» **What you are asked to do**: The data below should be restated word for word, pictures omitted.

» **Collected data**:
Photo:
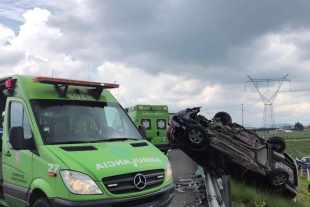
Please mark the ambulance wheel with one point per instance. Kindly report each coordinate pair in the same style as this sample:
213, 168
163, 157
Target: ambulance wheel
42, 202
196, 137
278, 143
224, 117
277, 178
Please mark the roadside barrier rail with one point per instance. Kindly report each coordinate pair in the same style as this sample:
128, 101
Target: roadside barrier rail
215, 188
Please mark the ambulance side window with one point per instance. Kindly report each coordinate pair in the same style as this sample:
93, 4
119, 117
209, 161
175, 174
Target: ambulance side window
18, 117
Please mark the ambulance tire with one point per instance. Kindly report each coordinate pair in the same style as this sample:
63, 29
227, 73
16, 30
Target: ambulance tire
42, 202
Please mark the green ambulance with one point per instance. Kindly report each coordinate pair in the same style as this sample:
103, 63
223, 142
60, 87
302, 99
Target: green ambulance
46, 162
155, 119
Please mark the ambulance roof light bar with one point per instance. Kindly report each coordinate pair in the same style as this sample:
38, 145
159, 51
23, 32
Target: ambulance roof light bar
95, 91
73, 82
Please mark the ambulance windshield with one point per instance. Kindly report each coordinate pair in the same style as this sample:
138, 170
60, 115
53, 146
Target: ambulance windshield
68, 121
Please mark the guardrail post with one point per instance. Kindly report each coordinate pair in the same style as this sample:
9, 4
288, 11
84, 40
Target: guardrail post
227, 192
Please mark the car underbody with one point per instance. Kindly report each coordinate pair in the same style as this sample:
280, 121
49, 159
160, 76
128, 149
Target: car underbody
223, 147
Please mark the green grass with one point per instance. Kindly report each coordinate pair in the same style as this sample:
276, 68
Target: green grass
293, 135
249, 196
299, 148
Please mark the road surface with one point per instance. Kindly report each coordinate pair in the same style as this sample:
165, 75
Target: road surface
183, 168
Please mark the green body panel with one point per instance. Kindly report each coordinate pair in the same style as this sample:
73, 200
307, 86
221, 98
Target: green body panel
157, 116
31, 171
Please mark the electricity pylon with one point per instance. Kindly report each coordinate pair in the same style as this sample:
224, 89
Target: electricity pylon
268, 119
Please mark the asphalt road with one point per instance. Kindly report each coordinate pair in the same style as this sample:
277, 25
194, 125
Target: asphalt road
183, 170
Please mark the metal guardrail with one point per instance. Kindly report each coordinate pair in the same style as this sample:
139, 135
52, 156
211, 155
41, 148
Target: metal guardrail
214, 187
302, 172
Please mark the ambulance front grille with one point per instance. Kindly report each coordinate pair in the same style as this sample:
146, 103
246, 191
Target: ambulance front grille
122, 184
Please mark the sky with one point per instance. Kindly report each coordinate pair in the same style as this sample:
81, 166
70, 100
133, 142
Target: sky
180, 53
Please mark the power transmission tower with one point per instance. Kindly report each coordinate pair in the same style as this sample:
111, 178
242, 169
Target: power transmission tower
268, 119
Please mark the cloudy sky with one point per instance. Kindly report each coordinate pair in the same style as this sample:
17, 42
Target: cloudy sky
173, 52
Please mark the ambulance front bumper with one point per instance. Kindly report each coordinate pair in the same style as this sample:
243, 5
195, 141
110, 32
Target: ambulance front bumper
161, 198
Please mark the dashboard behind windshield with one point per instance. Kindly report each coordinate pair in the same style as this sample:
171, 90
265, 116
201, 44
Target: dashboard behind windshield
67, 121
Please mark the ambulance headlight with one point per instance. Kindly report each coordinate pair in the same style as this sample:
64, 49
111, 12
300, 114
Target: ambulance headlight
168, 171
79, 183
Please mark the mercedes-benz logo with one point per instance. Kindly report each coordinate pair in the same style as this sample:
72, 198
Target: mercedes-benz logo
139, 181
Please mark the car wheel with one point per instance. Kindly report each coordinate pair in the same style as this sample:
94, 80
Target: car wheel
224, 118
42, 202
278, 142
277, 178
196, 137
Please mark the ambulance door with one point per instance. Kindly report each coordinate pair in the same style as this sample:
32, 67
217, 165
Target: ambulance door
17, 164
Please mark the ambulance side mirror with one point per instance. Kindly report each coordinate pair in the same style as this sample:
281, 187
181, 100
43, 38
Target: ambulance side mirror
16, 138
142, 130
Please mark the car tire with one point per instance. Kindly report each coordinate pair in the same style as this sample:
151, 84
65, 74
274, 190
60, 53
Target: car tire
277, 178
196, 137
279, 143
224, 118
42, 202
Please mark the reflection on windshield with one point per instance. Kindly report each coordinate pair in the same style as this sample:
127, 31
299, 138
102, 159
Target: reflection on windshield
78, 122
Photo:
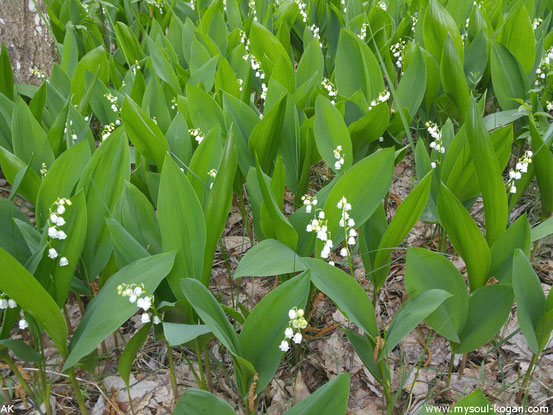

» **Solution**:
Photo:
Please mark the ambulance wheel with one point per instance. Kindly report each coordinate pair in the same style as this sample:
213, 168
163, 157
Target: ambulance wheel
42, 202
196, 137
278, 143
224, 117
277, 178
Please mark the roadside barrier rail with one point per instance. Kindly report each coordinate pair in the same style as this sample:
128, 101
Target: roadside barrier rail
215, 188
Please mark the ambulance side window with one point per instance. Kindly report each coordinate pair in the same style as this sample:
93, 4
119, 117
209, 161
175, 174
Target: ambulance side window
18, 117
Please mark the ambulance tire with one point per instance. Kindly report each coordinate pair in the same style as this sample:
63, 29
227, 73
16, 30
Target: ambulance tire
42, 202
Please mark the green ambulance with one point per instance. Kindly report each coordinate pair in the same style as this sample:
103, 63
223, 142
60, 87
302, 99
Target: green ambulance
46, 162
155, 119
Please mark the ambulance roof light bar with one point per instance. Kindly report each coordinate pair in the same style as this sample:
38, 145
159, 51
23, 32
Target: ambulance roof light bar
95, 91
73, 82
Please mark the ambulance windshield with one point per instance. Kindly report each coordinate pair in the same style as this sample:
138, 170
60, 115
53, 146
Target: ambulance windshield
68, 121
Please mark the guardrail post with one point per instance. Kindly report each coordinate pair in the same style as this sample:
9, 4
288, 11
84, 40
Target: guardrail post
227, 192
Please mark the car underbody with one point per instance. Kindly report each coordinate pair in the same style as this sample:
280, 121
49, 159
160, 76
128, 149
Target: car underbody
223, 147
Please mark the green grass with one point per instance. Kindly report each coordinate pair in the same style as this sample:
276, 68
Target: green grass
293, 135
249, 196
299, 148
Please mark the road surface with one point per instance. Kindly report each coordinate pair in the same style as this sample:
165, 75
Target: road surface
183, 168
Please mark the green body panel with one point per instance. Kindly report each coordinate pair in the same style as this sample:
73, 200
307, 86
221, 98
Target: green body panel
157, 116
31, 171
Please mark the electricity pylon with one point per instance. Kindly report each coordinate pair in the same style as this sample:
224, 89
Target: electricity pylon
268, 119
Please mark the asphalt road with one point per instance. Kindly report each coordinate pair in the same style as this sample:
277, 25
194, 125
Target: asphalt road
183, 170
Please mark the metal guardrail with one point per instance. Kindly report each coordinate pair in the same style as this sample:
139, 135
52, 156
211, 155
41, 148
Target: metal guardrail
214, 187
302, 172
Please mark the ambulance front grille with one point per instance. Kindly report each coordinate pair in the same style as this sample:
146, 103
246, 191
Target: ambulance front grille
122, 184
Please mark the sky with one point per instance. Kindly report each coordinate pair in the same style as this sample:
81, 166
70, 100
133, 142
Target: sky
180, 53
Please mark the power transmission tower with one point per instance. Kindly report each coordinate pair in the same style as this sample:
111, 178
242, 169
Target: power transmission tower
268, 119
Please mark the cloudy sky with one point per instance. Kindly report each coordinate pair in the same style as this sample:
17, 42
Target: cloudy sky
173, 52
Please mark the ambulance front bumper with one point per instance. Kindly report each coordinate pair in the same style as this sample:
243, 5
195, 141
110, 32
Target: ambulance front bumper
161, 198
Please mark the dashboard behind windshield with one point per instance. Kindly report each coordinate pair in the same style as this sample:
171, 90
265, 116
201, 44
Target: dashboard behind windshield
67, 121
Please mark the ambulance headlight with one point per instance. Kindly report each coordinate pair in the same style as this sample:
64, 49
111, 12
300, 114
Target: ambulance headlight
168, 171
79, 183
Please mark the mercedes-benz logo with one point per instance. Kindly report each coordinate pair in the same style as this sample:
72, 198
Target: mercedes-benz logo
139, 181
Please mark the car wheel with one point per instance. Kindly report each coordinate pair in the same style as this sample:
94, 80
Target: car wheel
224, 118
42, 202
278, 142
277, 178
196, 137
Please mark the ambulance door with one point per instance. Kindly report each coordinate pair in the same style as this sample:
32, 67
217, 165
Target: ambulance door
17, 164
Please mark the ambulance side mirror with one point per instance. Kindly report each coordinate pair in the same style as this sample:
281, 187
181, 100
43, 38
Target: ambulance side mirror
16, 138
142, 130
Please mark the car tire with one point per instance. Kindly report each coordinate pair in the same style as this sample:
151, 84
65, 74
274, 190
60, 53
Target: car tire
277, 178
196, 137
279, 143
224, 118
42, 202
Please mark the reflection on windshield with one point per instance. Kindly report each coordinate pair in the same style as this sample:
127, 31
299, 138
102, 159
Target: reflection on windshield
78, 122
Photo:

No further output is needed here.